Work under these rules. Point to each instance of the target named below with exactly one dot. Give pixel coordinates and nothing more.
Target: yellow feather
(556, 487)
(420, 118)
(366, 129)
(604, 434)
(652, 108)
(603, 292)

********************

--- REQUIRED TASK ---
Rewrite the material above, putting "golden plume" in place of "yellow feather" and leaving everything else unchanged.

--- SOLUTION TO THIS EXERCISE ---
Work under these rules. Point to each instance of the target named below with exactly one dot. Give pixel coordinates and nothing more.
Target: golden plume
(556, 487)
(420, 118)
(366, 129)
(604, 434)
(652, 108)
(603, 292)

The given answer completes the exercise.